Work to complete: Change "drop a point" to "place a marker" in every line from the one containing "Find every instance of the microphone" down to the one containing "x=411 y=193", and write those lines out again with nothing else altered. Leave the pictures out of your answer.

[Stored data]
>>>

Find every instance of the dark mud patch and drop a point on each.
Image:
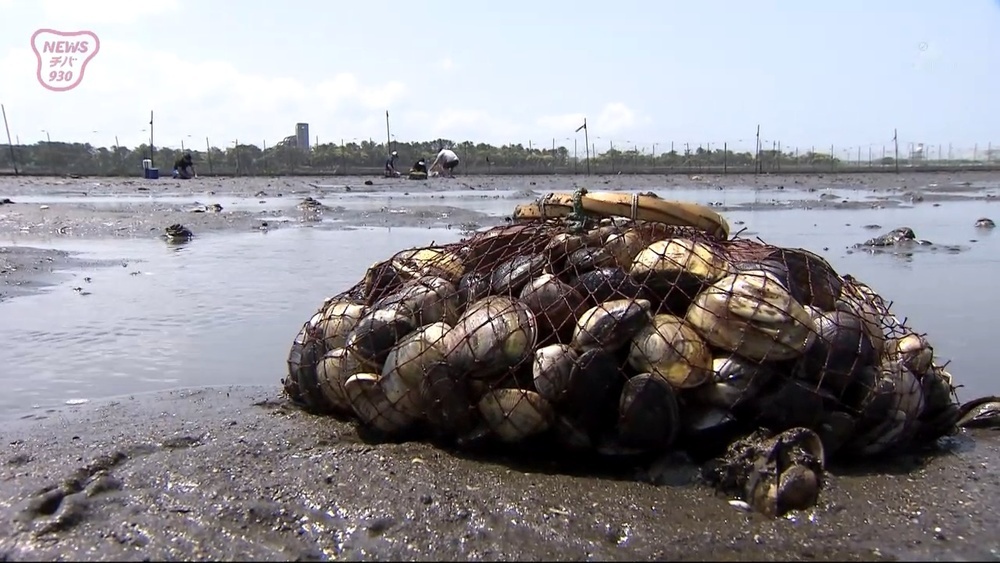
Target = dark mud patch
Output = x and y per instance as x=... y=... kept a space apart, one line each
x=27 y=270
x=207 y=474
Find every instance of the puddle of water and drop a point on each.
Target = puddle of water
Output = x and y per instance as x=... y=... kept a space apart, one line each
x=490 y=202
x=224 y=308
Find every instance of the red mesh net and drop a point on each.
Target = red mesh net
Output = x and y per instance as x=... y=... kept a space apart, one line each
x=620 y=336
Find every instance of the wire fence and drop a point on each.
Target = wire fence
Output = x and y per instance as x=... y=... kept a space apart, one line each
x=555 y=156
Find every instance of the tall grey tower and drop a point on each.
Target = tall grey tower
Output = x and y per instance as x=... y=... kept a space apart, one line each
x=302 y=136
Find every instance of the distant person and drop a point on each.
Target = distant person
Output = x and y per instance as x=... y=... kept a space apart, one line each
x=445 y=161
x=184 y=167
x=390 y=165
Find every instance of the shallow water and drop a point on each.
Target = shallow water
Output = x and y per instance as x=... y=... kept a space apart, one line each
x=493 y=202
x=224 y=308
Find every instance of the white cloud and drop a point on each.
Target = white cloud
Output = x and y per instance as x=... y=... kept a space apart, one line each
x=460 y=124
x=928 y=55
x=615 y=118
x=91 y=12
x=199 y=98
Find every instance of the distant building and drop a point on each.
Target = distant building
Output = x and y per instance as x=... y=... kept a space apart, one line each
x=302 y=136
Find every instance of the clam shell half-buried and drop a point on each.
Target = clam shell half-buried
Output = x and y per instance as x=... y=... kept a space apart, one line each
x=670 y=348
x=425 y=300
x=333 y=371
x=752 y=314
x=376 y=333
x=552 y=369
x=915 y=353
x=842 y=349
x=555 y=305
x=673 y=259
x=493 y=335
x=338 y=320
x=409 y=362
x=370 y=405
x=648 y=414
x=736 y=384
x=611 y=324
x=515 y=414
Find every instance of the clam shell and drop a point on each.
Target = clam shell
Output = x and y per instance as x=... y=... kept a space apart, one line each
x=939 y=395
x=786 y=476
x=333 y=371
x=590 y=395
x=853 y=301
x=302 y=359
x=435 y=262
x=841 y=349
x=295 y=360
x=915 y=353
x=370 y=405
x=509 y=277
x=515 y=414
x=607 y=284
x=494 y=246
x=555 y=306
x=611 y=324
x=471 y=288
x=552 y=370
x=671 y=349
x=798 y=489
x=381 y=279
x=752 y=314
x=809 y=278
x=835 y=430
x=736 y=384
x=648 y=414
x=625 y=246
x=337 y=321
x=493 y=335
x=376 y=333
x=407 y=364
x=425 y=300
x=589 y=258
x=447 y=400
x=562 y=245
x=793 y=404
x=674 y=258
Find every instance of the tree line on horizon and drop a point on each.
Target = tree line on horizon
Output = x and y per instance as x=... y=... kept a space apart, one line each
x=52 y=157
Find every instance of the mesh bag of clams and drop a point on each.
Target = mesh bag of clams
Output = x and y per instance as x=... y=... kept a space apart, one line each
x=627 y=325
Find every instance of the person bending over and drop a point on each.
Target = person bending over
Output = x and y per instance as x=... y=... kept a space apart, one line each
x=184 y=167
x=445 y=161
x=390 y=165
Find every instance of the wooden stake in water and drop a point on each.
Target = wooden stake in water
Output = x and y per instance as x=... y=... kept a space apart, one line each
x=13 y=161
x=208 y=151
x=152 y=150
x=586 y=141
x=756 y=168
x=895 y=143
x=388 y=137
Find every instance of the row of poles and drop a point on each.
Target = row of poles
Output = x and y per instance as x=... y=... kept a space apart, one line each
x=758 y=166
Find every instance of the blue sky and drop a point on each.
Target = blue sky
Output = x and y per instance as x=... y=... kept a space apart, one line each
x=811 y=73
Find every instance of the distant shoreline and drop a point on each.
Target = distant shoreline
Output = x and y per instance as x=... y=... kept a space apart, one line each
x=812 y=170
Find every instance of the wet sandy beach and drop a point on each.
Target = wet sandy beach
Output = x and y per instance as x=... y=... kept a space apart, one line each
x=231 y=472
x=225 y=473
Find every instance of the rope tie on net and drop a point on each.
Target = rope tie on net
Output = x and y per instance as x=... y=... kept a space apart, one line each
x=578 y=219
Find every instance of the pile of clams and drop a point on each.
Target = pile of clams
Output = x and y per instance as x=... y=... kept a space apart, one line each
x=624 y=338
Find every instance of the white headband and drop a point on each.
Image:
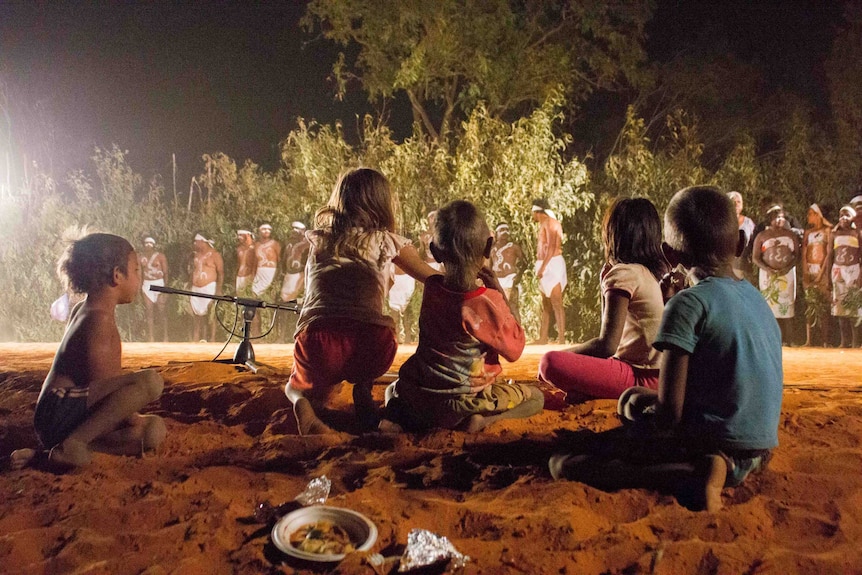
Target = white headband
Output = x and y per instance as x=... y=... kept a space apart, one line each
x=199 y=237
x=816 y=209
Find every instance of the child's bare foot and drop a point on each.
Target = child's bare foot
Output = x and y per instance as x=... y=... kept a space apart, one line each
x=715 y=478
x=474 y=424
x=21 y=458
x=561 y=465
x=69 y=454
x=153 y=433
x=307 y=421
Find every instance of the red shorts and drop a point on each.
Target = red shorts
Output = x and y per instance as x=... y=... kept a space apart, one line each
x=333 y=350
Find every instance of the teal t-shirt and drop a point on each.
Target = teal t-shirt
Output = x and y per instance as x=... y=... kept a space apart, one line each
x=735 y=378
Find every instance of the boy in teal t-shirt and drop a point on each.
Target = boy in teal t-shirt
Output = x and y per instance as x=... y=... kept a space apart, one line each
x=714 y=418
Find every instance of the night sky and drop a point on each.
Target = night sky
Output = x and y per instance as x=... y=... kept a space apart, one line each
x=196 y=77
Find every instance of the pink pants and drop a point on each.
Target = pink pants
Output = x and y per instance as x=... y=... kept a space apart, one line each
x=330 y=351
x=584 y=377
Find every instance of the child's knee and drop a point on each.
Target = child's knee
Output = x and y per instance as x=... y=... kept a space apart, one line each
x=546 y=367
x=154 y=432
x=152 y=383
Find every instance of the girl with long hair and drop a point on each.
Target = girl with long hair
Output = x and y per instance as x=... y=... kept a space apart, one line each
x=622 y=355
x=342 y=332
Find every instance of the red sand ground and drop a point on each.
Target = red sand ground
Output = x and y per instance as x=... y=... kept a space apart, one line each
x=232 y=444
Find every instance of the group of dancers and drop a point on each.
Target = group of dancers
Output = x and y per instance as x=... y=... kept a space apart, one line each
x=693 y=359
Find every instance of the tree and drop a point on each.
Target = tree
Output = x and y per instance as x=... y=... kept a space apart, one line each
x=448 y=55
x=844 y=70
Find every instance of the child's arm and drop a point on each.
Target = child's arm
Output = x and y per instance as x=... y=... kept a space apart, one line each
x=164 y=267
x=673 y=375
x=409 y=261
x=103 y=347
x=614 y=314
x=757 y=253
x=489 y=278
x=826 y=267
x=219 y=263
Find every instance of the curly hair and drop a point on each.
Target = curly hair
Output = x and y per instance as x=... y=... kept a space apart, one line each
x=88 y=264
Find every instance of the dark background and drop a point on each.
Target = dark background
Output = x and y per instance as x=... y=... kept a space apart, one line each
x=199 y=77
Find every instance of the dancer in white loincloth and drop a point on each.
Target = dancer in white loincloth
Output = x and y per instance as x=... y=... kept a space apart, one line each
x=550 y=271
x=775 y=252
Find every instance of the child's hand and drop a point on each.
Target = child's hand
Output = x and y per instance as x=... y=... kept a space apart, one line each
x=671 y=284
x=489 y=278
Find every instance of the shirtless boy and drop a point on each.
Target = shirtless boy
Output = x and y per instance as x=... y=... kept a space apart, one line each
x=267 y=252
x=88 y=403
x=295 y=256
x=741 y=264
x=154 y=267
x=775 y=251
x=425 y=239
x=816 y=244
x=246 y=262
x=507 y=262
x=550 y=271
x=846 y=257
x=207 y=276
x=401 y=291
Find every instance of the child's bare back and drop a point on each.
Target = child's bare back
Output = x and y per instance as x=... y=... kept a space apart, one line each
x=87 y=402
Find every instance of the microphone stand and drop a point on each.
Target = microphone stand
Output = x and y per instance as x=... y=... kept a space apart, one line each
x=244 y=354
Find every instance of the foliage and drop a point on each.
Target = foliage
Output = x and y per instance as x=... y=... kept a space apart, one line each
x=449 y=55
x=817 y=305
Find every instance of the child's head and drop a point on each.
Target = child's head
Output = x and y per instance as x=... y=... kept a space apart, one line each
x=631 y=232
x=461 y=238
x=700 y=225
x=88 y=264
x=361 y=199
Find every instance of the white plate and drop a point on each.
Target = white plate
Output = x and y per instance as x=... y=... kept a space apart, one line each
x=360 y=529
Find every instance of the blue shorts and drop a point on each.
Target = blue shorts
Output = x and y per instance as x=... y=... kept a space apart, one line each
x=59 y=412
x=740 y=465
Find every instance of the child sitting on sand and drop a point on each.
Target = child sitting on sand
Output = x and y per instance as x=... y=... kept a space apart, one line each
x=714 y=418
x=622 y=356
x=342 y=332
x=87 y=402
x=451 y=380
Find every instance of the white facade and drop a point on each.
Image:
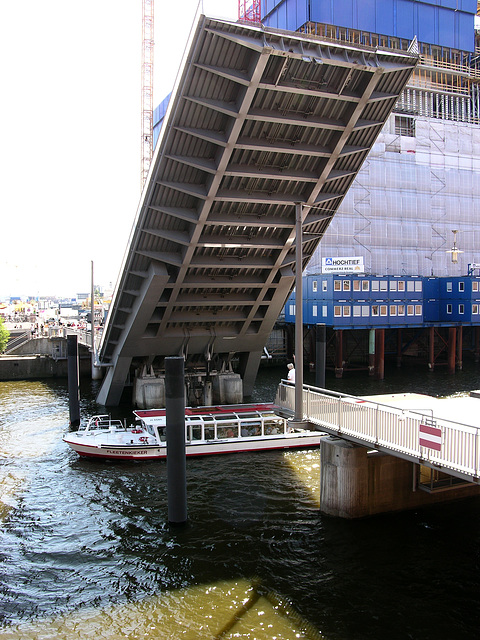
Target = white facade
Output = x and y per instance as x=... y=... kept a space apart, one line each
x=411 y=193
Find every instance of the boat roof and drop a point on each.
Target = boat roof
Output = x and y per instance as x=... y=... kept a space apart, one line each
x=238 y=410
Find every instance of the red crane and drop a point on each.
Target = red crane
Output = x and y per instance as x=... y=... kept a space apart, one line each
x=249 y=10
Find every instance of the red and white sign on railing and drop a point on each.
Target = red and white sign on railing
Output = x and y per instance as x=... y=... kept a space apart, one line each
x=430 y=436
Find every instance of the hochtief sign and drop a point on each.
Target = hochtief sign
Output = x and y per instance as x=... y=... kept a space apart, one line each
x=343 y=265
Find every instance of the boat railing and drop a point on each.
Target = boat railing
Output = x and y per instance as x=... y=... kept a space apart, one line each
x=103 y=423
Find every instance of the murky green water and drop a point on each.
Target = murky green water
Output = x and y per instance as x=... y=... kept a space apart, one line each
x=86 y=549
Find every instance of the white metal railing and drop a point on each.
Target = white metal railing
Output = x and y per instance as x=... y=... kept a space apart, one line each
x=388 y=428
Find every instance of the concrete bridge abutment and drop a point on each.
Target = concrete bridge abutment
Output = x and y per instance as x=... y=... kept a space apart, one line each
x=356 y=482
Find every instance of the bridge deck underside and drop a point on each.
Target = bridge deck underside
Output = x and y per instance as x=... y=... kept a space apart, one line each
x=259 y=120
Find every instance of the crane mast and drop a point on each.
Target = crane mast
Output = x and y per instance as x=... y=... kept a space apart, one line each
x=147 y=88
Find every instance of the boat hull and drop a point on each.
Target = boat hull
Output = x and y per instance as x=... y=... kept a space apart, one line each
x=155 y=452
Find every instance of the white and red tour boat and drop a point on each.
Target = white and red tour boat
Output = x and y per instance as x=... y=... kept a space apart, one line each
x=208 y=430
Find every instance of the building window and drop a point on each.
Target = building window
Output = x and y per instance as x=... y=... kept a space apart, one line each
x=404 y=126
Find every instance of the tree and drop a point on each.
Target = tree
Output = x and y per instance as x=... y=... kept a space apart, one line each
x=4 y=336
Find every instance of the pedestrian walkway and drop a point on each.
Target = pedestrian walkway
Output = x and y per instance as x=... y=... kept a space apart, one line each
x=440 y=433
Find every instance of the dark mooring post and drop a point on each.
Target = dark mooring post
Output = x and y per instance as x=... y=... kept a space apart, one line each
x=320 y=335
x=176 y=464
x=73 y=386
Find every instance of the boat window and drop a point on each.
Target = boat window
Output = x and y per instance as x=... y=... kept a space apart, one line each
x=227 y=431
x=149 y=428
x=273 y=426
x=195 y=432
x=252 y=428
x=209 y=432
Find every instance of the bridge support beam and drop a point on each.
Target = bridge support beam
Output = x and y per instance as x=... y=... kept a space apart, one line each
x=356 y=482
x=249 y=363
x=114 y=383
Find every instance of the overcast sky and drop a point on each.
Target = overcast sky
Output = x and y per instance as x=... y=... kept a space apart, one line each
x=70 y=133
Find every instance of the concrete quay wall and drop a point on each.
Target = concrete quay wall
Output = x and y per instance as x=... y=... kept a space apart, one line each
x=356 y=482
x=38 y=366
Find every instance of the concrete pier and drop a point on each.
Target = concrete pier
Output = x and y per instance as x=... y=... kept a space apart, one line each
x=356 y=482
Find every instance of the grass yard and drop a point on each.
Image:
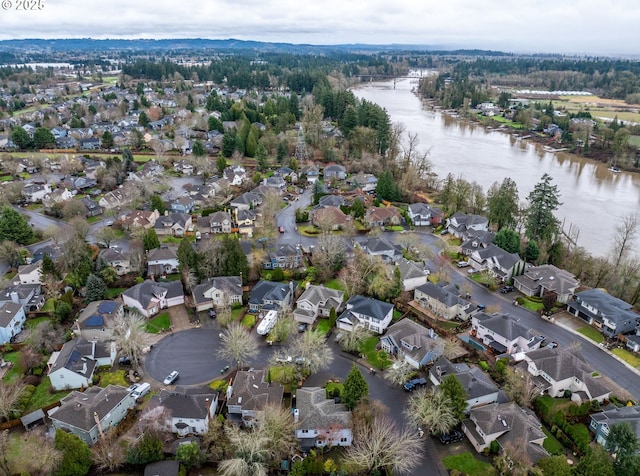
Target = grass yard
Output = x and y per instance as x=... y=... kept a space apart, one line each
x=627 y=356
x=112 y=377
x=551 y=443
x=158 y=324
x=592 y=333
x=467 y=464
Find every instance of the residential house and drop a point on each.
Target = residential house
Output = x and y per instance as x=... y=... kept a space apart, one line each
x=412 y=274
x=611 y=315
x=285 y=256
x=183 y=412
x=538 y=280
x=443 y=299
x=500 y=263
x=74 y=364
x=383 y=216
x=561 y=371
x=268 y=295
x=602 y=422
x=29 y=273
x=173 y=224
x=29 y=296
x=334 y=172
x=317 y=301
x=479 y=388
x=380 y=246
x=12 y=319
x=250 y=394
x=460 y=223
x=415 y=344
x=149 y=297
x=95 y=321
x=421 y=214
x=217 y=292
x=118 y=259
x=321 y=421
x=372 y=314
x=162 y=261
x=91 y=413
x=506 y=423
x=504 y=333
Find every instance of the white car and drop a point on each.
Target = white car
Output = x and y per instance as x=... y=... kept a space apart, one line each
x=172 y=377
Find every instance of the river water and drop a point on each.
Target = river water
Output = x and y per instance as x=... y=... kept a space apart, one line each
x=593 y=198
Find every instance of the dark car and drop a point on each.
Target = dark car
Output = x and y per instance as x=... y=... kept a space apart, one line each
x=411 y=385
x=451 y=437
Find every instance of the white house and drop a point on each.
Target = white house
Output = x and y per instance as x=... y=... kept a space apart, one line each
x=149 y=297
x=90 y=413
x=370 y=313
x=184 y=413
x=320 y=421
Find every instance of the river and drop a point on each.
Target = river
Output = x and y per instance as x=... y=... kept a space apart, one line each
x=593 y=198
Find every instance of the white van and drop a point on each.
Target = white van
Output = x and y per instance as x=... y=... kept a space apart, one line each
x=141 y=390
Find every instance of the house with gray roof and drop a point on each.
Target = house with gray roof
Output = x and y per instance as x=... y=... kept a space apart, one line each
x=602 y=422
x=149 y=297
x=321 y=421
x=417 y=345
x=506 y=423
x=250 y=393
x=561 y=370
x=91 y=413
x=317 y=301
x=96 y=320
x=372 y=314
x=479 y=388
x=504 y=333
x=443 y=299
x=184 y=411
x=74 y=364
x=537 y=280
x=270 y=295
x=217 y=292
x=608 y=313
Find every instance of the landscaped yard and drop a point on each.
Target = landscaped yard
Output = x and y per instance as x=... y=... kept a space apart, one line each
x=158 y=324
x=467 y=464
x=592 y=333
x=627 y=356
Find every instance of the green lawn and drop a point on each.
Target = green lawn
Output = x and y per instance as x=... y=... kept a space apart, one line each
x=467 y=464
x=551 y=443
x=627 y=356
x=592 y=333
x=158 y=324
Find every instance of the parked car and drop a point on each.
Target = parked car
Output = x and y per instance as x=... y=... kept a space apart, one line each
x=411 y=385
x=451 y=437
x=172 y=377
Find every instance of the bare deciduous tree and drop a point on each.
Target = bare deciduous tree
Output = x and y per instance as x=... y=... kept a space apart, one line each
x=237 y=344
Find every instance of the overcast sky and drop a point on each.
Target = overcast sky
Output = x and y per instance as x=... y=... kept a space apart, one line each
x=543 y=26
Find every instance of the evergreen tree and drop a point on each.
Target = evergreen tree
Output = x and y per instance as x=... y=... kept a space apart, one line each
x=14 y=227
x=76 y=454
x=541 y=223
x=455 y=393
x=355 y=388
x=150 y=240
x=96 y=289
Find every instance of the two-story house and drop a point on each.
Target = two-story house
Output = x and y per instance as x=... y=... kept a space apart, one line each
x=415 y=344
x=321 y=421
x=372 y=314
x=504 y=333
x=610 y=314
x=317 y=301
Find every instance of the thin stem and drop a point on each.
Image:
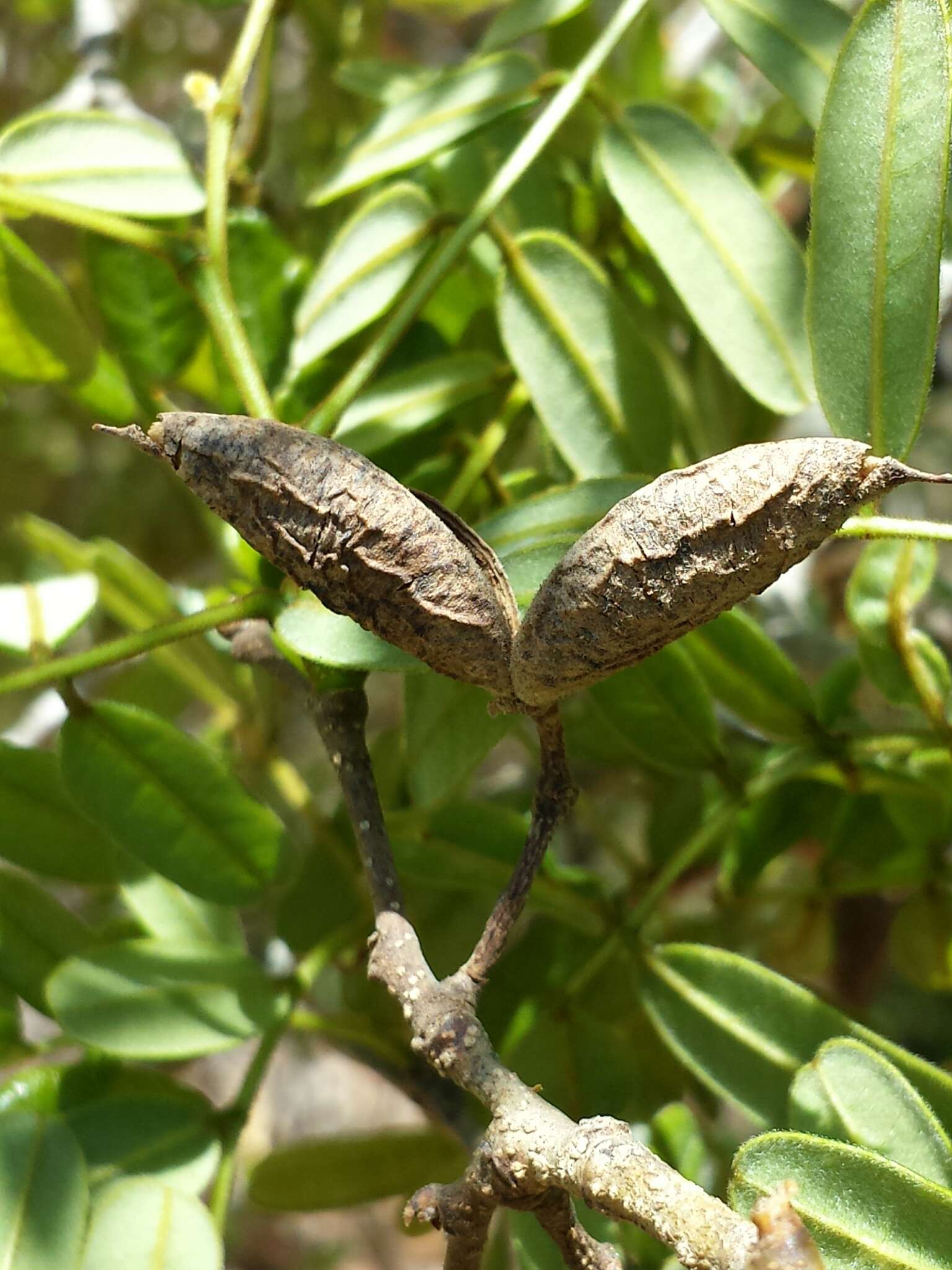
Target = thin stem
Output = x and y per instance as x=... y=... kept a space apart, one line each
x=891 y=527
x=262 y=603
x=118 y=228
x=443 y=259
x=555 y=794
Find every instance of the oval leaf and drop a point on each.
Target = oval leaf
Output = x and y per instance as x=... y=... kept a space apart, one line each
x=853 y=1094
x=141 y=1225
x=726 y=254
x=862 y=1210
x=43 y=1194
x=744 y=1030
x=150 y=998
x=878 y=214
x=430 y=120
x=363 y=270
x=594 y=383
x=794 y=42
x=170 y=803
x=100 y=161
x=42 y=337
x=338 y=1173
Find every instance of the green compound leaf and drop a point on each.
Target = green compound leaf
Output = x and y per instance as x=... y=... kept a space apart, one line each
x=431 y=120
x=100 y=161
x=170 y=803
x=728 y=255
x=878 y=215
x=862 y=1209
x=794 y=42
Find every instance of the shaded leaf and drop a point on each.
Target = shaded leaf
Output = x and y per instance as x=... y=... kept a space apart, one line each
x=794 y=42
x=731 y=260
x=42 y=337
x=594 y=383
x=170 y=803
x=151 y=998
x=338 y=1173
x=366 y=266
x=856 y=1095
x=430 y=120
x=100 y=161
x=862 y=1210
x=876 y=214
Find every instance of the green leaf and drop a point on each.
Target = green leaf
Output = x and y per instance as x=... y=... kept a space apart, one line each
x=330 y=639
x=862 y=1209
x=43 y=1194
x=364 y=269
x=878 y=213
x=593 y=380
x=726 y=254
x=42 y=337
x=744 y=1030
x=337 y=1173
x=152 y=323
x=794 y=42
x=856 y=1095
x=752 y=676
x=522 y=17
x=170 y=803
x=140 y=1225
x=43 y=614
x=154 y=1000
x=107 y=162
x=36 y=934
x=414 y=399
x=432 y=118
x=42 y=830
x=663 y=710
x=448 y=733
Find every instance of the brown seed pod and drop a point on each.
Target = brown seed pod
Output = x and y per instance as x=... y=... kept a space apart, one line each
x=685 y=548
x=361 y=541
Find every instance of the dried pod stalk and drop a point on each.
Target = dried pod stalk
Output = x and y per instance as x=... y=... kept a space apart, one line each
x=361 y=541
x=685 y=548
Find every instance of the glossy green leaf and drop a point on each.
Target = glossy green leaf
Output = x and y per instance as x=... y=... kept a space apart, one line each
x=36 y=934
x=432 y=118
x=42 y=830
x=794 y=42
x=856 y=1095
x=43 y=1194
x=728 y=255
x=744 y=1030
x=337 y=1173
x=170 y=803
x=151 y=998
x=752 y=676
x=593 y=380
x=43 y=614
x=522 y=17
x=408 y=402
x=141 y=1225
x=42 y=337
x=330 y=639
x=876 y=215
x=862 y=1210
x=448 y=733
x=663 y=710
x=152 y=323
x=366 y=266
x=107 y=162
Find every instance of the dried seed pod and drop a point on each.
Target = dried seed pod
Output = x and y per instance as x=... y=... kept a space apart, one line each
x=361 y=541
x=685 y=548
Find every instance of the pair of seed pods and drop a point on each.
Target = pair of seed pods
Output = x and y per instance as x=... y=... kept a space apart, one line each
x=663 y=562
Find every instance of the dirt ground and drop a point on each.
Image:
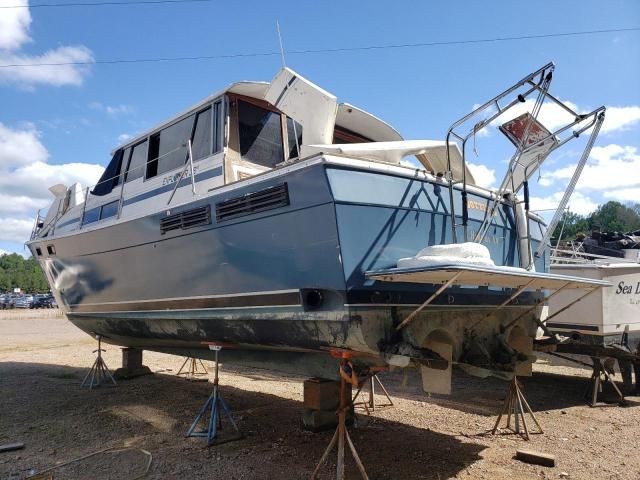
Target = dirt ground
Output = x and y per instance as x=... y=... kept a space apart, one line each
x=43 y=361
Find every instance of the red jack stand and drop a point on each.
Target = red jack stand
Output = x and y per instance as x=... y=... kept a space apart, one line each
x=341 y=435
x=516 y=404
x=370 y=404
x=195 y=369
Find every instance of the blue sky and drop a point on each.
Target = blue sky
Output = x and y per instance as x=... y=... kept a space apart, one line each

<<<

Solution for this task:
Find every instance of the microphone stand and place a marker on each.
Target = microphone stand
Output = x and y per instance as x=... y=... kept a space apart, one line each
x=244 y=354
Find every instance of the foliage and place a marker on each.
Target = foliage
Output = x and y per instance as x=... y=... kept a space apart, one line each
x=449 y=55
x=817 y=305
Find every instance of the child's head and place a marker on each.
Target = child's head
Output = x and y per instance as x=... y=... kept a space apart, one line each
x=631 y=232
x=461 y=238
x=700 y=225
x=88 y=264
x=361 y=199
Find every instance of the white plate and place a marker on each.
Target = white plate
Output = x and y per instance as x=... y=... kept a space apart, one line each
x=360 y=529
Find every instance of the blue shorts and place a marker on each.
Target = blue shorts
Output = x and y per instance as x=... y=... kept a space apart, one line each
x=59 y=412
x=740 y=465
Find every instance of the child sitting on sand and place a marker on each.
Target = child sitting on sand
Output = x and y per instance as x=... y=... kept a space apart, one line each
x=714 y=418
x=622 y=356
x=342 y=332
x=87 y=402
x=451 y=380
Find every instance of the white facade and place a marker on each.
Image:
Target = white facade
Output = x and y per instance as x=... y=... kept a space apart, one line each
x=411 y=193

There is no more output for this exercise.